*** Opening DOCUMENT EXCERPT ***
The design features of these new collaboration and decisionmaking processes are still being worked out. Multiple teams are working in myriad dimensions. Yet they, and we, share a common, straightforward hypothesis: Deliberately designed, AI-enabled room+model processes can drive better problem-solving within and across policy domains.

A shared learning agenda

Now evidence is needed to test that hypothesis. That test will not take the form of a single experiment with fifty trials. Instead, it will be a more agile, collective process of multiple, adaptive heuristic experiments. We believe that progress hinges on answering four core  questions:  

  1. Under what conditions does AI in the room actually help people understand a problem domain more deeply, focus on what matters, and reason together about options, rather than distracting, biasing, intimidating, or demotivating collaboration?
  2. How can the output of those rooms be turned into inputs that update models, so that models reflect what is really being tried on the ground rather than only what is written in strategies and laws?
  3. What kinds of infrastructure—digital identities, registries, data-sharing and portability protocols (including for model telemetry), evaluations, and governance—are needed so that people are willing to let their words and actions feed into shared tools, confident these will be used to represent their interests and improve decisions, rather than to monitor or control them?
  4. How do we foster cultures of collaboration and analysis that enable those processes to perform at their best? Can AI-enhanced protocols increase shared knowledge, spur curiosity, and focus attention on shared interests, while building both positivity and skepticism?

From concept to demonstration

Answering these questions will require practical collaborations between modelers, convenors, technologists, and the people whose lives are shaped by policy decisions.
*** Closing DOCUMENT EXCERPT ***
*** Opening EXTRACTED ENTRIES ***
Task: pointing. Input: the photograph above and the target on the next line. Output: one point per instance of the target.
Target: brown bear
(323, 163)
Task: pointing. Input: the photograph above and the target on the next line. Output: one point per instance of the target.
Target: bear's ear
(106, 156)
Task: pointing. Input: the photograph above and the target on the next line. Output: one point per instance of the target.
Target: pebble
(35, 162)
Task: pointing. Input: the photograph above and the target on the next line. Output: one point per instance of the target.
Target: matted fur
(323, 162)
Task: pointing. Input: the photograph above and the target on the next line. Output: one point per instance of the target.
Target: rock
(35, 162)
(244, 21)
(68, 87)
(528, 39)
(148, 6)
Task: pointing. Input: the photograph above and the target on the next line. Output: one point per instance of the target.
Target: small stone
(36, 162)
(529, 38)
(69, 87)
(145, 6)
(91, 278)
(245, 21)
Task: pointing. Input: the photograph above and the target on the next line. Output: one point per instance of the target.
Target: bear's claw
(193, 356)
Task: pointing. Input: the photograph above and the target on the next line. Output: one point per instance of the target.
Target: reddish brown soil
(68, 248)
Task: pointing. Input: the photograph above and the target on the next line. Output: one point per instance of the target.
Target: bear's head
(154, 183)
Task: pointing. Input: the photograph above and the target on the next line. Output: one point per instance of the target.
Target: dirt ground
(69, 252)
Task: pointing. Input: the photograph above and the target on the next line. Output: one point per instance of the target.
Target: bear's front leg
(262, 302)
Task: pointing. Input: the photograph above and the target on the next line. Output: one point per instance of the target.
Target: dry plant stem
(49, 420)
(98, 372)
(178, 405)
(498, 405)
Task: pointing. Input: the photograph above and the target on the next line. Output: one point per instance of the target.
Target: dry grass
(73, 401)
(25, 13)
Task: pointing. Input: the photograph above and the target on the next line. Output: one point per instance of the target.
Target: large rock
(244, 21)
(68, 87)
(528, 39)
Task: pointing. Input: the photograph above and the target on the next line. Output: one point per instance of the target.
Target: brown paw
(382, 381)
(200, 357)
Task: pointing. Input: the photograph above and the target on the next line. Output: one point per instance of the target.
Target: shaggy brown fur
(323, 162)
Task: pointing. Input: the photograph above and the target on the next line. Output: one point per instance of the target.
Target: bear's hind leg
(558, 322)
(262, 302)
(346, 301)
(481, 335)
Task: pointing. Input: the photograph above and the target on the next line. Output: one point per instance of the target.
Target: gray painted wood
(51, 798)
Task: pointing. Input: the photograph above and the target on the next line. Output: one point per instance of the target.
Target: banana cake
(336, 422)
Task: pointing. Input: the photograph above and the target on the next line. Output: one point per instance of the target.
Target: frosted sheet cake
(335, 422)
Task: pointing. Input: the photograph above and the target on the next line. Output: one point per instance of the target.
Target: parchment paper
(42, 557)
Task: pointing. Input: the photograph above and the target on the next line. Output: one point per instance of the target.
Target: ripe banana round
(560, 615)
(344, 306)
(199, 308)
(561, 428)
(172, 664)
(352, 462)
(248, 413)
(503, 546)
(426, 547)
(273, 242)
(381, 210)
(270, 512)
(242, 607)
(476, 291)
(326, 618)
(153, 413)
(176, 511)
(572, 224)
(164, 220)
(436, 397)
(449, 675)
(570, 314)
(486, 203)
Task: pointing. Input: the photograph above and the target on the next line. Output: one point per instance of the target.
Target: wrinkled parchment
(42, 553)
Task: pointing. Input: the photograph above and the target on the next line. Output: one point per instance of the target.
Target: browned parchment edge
*** Closing EXTRACTED ENTRIES ***
§ **EXPLORE THE MATERIAL**
a) Answer these from the passage on AI-enabled room+model processes:
(i) How many core questions does it say progress hinges on?
(ii) What form will the test of the hypothesis not take?
(iii) Which groups does it say practical collaborations will need to be between?
b) List every kind of infrastructure that the passage on AI-enabled room+model processes names as possibly needed.
c) Please reproduce the passage on AI-enabled room+model processes word for word, starting at "Now evidence is" and continuing up to and including "strategies and laws?".
None of the entries are needed for this work.

§ **SOLUTION SET**
a)
(i) Four.
(ii) A single experiment with fifty trials.
(iii) Modelers, convenors, technologists, and the people whose lives are shaped by policy decisions.

b)
Digital identities
Registries
Data-sharing and portability protocols (including for model telemetry)
Evaluations
Governance

c)
Now evidence is needed to test that hypothesis. That test will not take the form of a single experiment with fifty trials. Instead, it will be a more agile, collective process of multiple, adaptive heuristic experiments. We believe that progress hinges on answering four core  questions:  

  1. Under what conditions does AI in the room actually help people understand a problem domain more deeply, focus on what matters, and reason together about options, rather than distracting, biasing, intimidating, or demotivating collaboration?
  2. How can the output of those rooms be turned into inputs that update models, so that models reflect what is really being tried on the ground rather than only what is written in strategies and laws?